▸ **Prompt A**
In the text on the Rosenhan study, rewrite the paragraph beginning "Back in the 1970s" as a short bulleted list that keeps its main facts.
▸ **Prompt B**
List every person named by both first and last name in the text on the Rosenhan study.
▸ **Prompt C**
Retype a portion of the text on the Rosenhan study word for word, starting with "This was Rosenhan’s" and going on through "were mentally well.".

Back in the 1970s, eight mentally well people, including psychologist David Rosenhan, presented themselves at psychiatric hospitals, where they showed signs of mild anxiety and complained of auditory hallucinations, specifically words like “empty” and “hollow”. All were admitted and either diagnosed with schizophrenia or, in one case, manic depression, and, despite acting “normal” after arrival, they were kept in hospital for an average of 19 days. On discharge all were described as having schizophrenia (or depression) “in remission”.
This was Rosenhan’s classic study “On Being Sane in Insane Places” which he claimed showed the stigmatising power of psychiatric labels and the inability of psychiatric staff to distinguish normality from supposed abnormality, as have many others since.
But from a methodological perspective, the study was problematic for a number of reasons and Rosenhan’s interpretation has been hotly disputed. In their highly regarded book on psychology myths, Scott Lilienfeld and his co-authors discuss the problem with Rosenhan’s study at length, such as the fact that in the 70s “in remission” was a very rare discharge diagnosis that actually showed psychiatric staff had realised the “pseudo patients” were mentally well.
Ultimately, Lilienfeld et al argue that it is a myth that “psychiatric labels cause harm by stigmatising people” and that the overly gullible interpretation of the Rosenhan study has helped propagate this myth. Others may disagree, but it’s at least fair to say that Rosenhan’s study had serious issues and that not all psychologists agree that psychiatric labels are in themselves harmful (consider too research that’s found that while clients say psychiatric labels can be difficult to deal with, they can also be beneficial in some ways, in terms of helping them understand their experiences and helping them to access appropriate treatments).
So, how is this classic study covered in textbooks relating to clinical psychology and mental health (the sub-discipline usually referred to on university courses as “abnormal psychology”)? In a new survey of 12 contemporary abnormal psych textbooks in the journal Teaching of Psychology, Jared Bartels and Daniel Peters found that half of them still give space to Rosenhan’s flawed study, but only two include any criticism or alternative interpretation of it at all.
This is a small survey and we’re not told the titles of the books, but the findings suggest that the problem of uncritical textbook coverage of social psychology’s classic, myth-like studies, such as the Stanford Prison Experiment and Milgram’s “obedience research”, may also extend to the realm of classic mental health-related research. Is it that textbook authors are unaware of the criticisms of the Rosenhan study? Possibly, although Bartels and Peters surmise that perhaps authors know of the issues and alternative interpretations, but that these “shortcomings … are considered less important than the edifying message of the stigmatising effect of labels”.

▸ **Saved entries**
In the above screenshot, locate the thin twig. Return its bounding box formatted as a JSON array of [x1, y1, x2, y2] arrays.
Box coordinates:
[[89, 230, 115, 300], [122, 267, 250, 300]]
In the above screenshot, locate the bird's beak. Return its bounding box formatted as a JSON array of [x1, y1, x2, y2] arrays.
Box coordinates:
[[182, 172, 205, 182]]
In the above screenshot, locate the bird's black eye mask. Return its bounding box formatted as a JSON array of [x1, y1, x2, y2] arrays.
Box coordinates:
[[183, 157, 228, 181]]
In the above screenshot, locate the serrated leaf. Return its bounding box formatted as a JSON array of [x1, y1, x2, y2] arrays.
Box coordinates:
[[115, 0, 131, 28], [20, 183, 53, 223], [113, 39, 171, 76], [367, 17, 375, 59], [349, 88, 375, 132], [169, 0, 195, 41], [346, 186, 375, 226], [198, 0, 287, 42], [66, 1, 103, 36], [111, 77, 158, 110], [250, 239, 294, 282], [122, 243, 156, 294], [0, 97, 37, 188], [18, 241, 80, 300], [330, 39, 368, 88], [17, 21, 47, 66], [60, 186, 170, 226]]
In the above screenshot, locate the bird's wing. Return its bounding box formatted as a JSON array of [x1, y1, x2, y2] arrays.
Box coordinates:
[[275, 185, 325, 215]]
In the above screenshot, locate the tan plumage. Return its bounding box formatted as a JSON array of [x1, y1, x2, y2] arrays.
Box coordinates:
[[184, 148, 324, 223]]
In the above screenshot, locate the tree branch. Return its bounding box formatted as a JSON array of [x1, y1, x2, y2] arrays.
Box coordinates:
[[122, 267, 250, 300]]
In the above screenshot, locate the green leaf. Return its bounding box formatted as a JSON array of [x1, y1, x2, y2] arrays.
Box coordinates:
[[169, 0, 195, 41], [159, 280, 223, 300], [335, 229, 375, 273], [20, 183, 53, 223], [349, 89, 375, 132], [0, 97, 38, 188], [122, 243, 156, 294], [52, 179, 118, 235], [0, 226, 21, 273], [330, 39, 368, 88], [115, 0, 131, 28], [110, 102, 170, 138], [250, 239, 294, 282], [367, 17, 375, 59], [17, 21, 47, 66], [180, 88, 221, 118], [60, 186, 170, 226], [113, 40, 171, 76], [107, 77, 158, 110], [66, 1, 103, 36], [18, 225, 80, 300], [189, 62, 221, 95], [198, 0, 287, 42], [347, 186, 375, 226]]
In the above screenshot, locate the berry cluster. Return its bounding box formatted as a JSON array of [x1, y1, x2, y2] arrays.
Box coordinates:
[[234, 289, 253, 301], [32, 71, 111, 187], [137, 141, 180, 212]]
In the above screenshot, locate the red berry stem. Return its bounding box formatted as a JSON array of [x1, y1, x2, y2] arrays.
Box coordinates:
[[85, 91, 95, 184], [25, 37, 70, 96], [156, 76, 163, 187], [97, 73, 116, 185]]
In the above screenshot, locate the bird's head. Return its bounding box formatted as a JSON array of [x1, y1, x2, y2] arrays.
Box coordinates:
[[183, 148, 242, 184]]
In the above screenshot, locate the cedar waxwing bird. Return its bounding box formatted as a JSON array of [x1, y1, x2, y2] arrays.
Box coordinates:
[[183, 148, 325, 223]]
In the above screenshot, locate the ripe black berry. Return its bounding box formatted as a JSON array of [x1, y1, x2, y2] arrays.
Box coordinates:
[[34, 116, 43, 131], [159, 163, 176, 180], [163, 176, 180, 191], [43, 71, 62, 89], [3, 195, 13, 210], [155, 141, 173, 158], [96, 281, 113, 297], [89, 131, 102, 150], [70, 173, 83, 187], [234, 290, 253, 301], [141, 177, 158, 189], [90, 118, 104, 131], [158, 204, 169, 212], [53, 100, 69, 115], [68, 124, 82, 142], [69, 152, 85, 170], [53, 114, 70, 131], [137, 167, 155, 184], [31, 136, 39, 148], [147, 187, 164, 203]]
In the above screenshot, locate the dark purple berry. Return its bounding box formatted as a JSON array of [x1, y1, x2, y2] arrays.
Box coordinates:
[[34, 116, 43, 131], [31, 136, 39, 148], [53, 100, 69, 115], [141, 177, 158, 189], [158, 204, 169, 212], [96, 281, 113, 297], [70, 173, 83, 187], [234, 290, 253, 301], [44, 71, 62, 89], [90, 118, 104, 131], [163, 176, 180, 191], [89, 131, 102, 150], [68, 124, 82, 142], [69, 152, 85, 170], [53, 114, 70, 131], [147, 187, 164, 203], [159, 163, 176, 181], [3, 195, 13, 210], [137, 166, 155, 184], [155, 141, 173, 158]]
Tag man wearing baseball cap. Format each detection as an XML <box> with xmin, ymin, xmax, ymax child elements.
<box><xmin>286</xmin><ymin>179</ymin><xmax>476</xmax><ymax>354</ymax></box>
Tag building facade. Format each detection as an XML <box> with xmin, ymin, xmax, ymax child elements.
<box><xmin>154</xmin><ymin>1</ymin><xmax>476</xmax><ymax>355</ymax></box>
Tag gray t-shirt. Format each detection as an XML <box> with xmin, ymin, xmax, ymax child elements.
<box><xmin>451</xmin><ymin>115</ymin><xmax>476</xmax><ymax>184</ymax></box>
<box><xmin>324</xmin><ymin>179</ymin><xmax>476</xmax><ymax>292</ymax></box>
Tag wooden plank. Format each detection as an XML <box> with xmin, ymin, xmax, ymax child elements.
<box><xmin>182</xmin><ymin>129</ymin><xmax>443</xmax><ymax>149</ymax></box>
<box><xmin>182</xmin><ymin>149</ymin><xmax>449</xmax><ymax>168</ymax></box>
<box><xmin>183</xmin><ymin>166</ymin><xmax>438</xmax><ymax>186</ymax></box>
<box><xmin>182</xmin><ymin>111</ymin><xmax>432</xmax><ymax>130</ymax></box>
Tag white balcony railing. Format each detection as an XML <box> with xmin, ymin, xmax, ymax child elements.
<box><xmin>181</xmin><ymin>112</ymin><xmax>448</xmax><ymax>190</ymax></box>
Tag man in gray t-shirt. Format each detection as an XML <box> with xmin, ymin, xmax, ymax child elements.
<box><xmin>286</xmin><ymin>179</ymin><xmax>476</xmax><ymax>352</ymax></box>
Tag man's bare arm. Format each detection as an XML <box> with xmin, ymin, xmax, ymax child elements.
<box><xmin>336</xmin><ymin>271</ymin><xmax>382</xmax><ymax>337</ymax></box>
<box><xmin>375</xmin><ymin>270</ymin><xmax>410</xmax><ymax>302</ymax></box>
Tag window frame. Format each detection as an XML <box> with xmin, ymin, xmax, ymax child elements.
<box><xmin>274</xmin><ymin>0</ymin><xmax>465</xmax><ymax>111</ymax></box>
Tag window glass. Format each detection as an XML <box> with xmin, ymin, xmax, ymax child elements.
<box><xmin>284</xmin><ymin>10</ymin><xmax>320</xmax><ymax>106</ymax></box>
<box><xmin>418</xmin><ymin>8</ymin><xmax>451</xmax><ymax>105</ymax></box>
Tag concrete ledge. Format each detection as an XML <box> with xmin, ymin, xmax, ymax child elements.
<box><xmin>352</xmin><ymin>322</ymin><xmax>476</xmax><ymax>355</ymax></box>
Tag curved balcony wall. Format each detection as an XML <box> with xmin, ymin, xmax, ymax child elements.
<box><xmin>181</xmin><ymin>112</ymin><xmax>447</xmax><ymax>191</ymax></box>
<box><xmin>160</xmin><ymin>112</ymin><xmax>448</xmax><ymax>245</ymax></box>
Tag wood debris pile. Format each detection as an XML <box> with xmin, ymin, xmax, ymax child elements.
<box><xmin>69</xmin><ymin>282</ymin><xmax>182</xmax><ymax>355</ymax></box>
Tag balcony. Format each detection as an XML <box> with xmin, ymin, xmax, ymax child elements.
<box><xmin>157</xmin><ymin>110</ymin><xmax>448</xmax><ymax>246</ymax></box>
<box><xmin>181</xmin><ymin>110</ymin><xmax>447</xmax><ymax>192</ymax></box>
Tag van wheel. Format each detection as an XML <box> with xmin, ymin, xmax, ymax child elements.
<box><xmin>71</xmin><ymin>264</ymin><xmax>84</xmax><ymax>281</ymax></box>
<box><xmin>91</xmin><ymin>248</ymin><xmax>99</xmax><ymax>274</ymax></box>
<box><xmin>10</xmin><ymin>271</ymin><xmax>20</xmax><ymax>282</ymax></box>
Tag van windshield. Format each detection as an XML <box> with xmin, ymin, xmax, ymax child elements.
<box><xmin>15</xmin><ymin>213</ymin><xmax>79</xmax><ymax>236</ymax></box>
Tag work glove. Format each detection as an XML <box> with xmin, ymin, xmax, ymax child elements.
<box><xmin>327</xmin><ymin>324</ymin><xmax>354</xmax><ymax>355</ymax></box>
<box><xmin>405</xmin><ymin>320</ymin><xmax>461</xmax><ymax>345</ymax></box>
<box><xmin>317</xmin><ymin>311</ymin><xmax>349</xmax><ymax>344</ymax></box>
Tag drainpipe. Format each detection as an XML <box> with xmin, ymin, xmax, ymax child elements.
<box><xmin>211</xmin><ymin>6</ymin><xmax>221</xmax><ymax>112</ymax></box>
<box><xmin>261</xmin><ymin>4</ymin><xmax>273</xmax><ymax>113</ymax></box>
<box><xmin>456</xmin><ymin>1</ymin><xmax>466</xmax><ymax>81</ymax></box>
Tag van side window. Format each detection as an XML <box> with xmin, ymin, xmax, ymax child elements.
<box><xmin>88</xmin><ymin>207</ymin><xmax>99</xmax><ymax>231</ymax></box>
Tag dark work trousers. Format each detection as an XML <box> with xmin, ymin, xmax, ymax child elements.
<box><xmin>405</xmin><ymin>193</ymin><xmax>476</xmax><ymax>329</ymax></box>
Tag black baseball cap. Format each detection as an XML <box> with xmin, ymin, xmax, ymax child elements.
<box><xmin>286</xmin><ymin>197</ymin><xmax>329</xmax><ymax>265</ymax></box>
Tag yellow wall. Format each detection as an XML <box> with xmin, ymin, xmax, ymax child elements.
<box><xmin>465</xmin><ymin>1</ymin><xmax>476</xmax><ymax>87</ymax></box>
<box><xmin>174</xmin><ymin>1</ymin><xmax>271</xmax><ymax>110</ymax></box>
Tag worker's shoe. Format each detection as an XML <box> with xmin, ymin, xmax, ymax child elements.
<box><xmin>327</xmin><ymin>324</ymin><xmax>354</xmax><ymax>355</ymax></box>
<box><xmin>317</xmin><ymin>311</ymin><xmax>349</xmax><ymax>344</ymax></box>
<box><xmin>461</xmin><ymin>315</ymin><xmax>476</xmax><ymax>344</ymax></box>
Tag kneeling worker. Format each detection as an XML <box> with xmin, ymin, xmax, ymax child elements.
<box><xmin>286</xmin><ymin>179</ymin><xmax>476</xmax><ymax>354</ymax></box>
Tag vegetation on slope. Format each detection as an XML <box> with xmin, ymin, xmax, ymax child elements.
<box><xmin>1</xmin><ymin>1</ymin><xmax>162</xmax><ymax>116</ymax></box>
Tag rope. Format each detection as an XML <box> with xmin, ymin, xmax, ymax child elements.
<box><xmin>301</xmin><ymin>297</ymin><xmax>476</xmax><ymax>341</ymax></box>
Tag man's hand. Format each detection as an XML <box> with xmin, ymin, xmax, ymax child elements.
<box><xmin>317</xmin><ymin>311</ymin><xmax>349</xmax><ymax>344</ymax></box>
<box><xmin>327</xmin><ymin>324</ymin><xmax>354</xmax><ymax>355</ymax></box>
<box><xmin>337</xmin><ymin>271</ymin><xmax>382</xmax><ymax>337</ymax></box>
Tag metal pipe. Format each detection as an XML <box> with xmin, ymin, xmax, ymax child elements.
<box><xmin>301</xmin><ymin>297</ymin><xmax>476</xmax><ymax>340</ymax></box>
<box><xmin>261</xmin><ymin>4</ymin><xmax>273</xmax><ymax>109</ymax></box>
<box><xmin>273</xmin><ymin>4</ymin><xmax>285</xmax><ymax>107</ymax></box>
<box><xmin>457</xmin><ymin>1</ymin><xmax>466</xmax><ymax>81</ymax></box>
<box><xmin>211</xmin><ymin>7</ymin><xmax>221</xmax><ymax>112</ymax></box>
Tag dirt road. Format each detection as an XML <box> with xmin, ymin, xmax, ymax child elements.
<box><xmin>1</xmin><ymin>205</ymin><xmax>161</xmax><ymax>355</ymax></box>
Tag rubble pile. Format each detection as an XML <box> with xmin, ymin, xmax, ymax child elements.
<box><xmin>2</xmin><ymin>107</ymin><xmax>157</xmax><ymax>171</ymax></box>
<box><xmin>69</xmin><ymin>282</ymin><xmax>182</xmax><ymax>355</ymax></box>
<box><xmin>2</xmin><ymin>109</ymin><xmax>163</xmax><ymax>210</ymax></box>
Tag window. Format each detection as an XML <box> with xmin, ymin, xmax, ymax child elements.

▸ **Task output A**
- In the 1970s, eight mentally well people, including psychologist David Rosenhan, went to psychiatric hospitals.
- They showed mild anxiety and reported hearing words such as "empty" and "hollow."
- All were admitted. Seven were diagnosed with schizophrenia and one with manic depression.
- Although they acted normally once admitted, they stayed in hospital for an average of 19 days.
- At discharge, each was described as having schizophrenia (or depression) "in remission."

▸ **Task output B**
- David Rosenhan
- Scott Lilienfeld
- Jared Bartels
- Daniel Peters

▸ **Task output C**
This was Rosenhan’s classic study “On Being Sane in Insane Places” which he claimed showed the stigmatising power of psychiatric labels and the inability of psychiatric staff to distinguish normality from supposed abnormality, as have many others since.
But from a methodological perspective, the study was problematic for a number of reasons and Rosenhan’s interpretation has been hotly disputed. In their highly regarded book on psychology myths, Scott Lilienfeld and his co-authors discuss the problem with Rosenhan’s study at length, such as the fact that in the 70s “in remission” was a very rare discharge diagnosis that actually showed psychiatric staff had realised the “pseudo patients” were mentally well.